→ **Written request**:
Copy out the material below, substituting "put a dot on" for each occurrence of "place a point on" and keeping everything else the same. Leave the pictures out of your version.

## BEGIN Material for this task

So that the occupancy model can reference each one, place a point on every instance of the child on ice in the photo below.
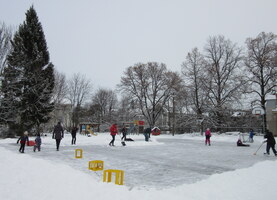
(23, 139)
(38, 143)
(208, 136)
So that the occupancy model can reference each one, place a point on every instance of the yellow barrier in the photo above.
(96, 165)
(119, 176)
(78, 153)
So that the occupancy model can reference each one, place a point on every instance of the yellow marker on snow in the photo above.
(119, 176)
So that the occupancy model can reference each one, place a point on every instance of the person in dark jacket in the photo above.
(58, 134)
(208, 135)
(270, 142)
(23, 139)
(38, 143)
(113, 131)
(147, 133)
(124, 133)
(251, 136)
(73, 134)
(240, 144)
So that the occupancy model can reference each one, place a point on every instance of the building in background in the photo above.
(271, 114)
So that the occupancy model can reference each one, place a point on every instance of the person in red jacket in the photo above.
(113, 131)
(208, 136)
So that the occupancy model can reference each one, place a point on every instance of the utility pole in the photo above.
(173, 126)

## END Material for this task

→ **Written solution**:
So that the occupancy model can reference each one, put a dot on every instance of the child on ice in the photo below.
(23, 139)
(38, 143)
(208, 136)
So that the occupancy model can reference each one, put a dot on every instance of the yellow barrier in the photo above.
(96, 165)
(119, 176)
(78, 153)
So that the occupancy model can reference each one, put a dot on every instance of the yellow marker on snow in the photo above.
(119, 176)
So that the occupancy model can reference each one, put a dot on every instance of the person in dark jacket in the photo above.
(58, 134)
(208, 135)
(270, 142)
(23, 139)
(38, 143)
(113, 131)
(147, 133)
(124, 133)
(251, 136)
(73, 134)
(240, 144)
So that the occupancy model can reference each one, put a dot on every instance of the building in background in the photo above.
(271, 114)
So that the occupancy model can reference each one, put a dot on every instance of the person in red jacket in the photo above.
(113, 131)
(208, 136)
So that the occupancy model can reference each one, put a dot on every instance of the utility pole in the photo above.
(173, 126)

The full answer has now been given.